(Exercise goal)
Copy out the items character for character, from their first line through the line containing "positive clicks: (607, 379)", including both of those lines.
### Source material
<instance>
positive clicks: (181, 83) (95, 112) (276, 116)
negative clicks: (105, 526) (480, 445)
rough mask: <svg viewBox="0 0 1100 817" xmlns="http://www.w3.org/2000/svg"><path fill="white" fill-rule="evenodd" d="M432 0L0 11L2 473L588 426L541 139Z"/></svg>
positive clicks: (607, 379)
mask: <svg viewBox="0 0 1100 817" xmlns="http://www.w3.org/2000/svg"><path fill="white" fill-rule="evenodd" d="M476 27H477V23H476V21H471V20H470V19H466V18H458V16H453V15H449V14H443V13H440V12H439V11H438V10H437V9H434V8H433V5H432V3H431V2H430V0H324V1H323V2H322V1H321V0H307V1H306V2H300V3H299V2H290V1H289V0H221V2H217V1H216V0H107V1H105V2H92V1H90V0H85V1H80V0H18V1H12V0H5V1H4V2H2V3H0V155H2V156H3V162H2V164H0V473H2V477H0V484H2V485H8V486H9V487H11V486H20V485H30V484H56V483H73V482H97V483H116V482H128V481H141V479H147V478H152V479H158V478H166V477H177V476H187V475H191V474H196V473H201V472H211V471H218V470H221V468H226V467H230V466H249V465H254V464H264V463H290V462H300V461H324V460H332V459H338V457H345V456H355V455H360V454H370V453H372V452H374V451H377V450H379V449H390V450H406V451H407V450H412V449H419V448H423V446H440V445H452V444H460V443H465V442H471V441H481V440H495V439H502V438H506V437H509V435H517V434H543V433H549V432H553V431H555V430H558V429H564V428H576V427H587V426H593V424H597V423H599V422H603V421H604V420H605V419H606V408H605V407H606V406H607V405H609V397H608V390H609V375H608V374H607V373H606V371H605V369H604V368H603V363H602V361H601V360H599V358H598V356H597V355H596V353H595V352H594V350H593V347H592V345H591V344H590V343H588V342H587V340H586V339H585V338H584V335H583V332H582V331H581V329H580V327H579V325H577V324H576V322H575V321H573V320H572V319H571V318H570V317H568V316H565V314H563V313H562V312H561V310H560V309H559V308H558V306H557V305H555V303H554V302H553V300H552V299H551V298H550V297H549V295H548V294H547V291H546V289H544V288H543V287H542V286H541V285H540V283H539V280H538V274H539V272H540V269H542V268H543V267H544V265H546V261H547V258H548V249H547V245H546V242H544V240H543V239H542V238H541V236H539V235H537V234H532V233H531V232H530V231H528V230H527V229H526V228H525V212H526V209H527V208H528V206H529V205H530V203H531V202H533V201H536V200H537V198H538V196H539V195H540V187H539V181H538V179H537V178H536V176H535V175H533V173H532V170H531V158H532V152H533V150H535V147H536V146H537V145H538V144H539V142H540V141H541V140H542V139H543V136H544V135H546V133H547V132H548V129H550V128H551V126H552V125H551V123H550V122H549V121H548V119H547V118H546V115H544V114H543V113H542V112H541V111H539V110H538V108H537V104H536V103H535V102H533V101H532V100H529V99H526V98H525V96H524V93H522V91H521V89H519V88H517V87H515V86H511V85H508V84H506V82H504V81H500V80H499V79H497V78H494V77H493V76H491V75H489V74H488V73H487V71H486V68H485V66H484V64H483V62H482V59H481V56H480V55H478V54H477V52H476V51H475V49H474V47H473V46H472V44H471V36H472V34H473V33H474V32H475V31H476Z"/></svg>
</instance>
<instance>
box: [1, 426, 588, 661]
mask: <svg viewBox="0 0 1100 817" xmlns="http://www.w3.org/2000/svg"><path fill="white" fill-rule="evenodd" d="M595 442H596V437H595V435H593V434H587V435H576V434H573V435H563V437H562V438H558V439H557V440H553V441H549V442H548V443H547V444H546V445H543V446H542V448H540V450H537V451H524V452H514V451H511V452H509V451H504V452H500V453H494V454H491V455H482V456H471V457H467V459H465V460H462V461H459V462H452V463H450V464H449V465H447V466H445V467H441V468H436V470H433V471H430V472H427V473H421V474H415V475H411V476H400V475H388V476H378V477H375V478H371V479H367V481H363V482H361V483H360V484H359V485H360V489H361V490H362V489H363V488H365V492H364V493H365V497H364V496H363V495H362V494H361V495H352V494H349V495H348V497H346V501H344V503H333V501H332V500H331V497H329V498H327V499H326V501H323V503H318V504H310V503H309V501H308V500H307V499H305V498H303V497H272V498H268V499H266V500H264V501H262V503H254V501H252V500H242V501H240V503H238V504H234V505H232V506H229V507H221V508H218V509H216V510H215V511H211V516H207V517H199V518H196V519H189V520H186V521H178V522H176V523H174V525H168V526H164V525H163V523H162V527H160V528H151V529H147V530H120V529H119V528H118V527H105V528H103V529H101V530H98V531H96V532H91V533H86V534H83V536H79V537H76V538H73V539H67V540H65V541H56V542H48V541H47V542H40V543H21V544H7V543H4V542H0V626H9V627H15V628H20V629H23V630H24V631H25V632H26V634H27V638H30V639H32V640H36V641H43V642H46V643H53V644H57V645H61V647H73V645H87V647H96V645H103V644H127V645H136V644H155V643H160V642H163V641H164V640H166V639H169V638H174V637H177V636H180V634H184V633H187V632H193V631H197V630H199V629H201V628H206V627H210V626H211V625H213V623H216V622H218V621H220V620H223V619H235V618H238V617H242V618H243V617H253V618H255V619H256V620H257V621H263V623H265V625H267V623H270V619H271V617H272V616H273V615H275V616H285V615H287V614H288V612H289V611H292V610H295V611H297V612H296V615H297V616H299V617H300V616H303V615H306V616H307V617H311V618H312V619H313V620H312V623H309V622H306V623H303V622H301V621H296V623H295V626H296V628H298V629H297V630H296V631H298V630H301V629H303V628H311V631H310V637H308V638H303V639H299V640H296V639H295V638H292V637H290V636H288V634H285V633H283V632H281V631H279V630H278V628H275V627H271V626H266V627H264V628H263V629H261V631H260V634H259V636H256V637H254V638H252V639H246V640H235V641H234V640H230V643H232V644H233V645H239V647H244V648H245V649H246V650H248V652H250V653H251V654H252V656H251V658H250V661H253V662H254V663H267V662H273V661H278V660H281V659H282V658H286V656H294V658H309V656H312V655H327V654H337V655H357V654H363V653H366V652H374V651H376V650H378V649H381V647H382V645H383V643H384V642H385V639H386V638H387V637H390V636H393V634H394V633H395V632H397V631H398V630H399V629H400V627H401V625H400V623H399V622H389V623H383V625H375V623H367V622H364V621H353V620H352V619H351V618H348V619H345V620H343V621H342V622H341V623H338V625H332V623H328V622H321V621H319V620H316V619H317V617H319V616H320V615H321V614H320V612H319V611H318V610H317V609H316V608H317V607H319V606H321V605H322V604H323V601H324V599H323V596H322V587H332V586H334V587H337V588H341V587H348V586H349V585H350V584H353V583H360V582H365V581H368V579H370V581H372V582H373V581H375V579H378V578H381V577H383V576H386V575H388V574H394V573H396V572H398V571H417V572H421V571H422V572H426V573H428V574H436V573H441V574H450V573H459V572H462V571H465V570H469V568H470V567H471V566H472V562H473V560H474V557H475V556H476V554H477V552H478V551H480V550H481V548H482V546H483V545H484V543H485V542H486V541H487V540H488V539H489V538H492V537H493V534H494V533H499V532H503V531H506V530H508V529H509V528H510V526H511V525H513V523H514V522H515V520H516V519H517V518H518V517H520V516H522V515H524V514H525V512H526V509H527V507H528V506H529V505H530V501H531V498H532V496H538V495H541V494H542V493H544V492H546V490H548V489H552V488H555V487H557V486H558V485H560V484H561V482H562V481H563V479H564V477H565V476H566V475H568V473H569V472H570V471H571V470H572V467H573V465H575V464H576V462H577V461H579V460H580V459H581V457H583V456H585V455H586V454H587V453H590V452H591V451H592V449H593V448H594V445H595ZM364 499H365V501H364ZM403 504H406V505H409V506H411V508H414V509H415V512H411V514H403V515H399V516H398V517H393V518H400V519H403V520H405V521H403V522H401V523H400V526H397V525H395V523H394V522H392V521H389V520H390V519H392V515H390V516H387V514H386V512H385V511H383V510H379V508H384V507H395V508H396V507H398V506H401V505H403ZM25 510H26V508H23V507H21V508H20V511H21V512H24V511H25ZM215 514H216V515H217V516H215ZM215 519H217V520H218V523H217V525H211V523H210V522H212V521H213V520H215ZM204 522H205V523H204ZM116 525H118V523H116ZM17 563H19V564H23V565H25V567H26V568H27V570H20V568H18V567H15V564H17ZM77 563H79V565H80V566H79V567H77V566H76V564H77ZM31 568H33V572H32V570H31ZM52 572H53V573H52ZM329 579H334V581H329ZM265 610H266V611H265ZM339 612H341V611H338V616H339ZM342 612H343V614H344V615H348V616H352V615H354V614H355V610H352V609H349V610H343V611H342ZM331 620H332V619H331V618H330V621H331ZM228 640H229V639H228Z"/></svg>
######
(Task response)
<instance>
positive clicks: (181, 83) (95, 112) (276, 116)
negative clicks: (105, 526) (480, 445)
rough mask: <svg viewBox="0 0 1100 817" xmlns="http://www.w3.org/2000/svg"><path fill="white" fill-rule="evenodd" d="M432 0L0 11L2 473L588 426L541 139Z"/></svg>
positive clicks: (607, 379)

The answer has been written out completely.